▸ **Task requirements**: Using the data below, copy every line that contains the word "rear".

▸ **Data to use**:
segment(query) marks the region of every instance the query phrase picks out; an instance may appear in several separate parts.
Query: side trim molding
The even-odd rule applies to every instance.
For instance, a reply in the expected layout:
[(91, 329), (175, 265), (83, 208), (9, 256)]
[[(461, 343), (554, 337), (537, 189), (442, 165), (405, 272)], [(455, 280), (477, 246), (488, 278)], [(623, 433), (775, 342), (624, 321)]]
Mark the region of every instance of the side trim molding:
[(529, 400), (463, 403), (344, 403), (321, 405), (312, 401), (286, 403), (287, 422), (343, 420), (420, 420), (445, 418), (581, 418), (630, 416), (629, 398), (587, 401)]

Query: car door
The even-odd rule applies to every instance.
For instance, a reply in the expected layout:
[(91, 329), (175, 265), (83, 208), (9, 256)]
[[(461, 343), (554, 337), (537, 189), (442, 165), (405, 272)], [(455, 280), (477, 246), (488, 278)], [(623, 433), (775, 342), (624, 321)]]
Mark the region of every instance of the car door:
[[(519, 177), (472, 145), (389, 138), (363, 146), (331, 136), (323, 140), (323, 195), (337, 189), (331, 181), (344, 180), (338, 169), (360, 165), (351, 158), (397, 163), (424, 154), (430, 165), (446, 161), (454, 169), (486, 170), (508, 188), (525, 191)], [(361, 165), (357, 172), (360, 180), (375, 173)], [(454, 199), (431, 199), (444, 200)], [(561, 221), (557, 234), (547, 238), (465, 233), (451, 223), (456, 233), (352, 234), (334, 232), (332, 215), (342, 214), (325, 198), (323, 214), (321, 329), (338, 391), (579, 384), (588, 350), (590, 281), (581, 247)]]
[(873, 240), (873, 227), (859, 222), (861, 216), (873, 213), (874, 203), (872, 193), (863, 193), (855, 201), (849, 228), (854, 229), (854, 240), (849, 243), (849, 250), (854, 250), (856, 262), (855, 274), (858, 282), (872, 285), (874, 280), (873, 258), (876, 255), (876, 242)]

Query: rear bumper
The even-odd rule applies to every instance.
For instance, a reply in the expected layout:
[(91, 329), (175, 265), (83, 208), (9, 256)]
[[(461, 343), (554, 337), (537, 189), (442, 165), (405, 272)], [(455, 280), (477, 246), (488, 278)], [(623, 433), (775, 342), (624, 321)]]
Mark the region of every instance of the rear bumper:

▸ **Exercise solution**:
Query: rear bumper
Mark the region of every instance of the rear bumper:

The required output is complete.